━━━━━ Records to use
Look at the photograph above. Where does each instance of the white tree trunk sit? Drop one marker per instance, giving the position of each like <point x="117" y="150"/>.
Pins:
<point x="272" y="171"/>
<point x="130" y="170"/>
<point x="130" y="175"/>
━━━━━━━━━━
◆ Exercise description
Format the listing above as a Markdown table with the columns Row and Line. Give each nonblank line its own row and number the rows in order.

◆ Full output
| Row | Line |
|---|---|
| 1 | Look at the photograph above. Where does each instance of the white tree trunk sit? Drop one marker per instance, giving the position of each like <point x="117" y="150"/>. |
| 2 | Pins: |
| 3 | <point x="272" y="171"/> |
| 4 | <point x="130" y="170"/> |
| 5 | <point x="130" y="175"/> |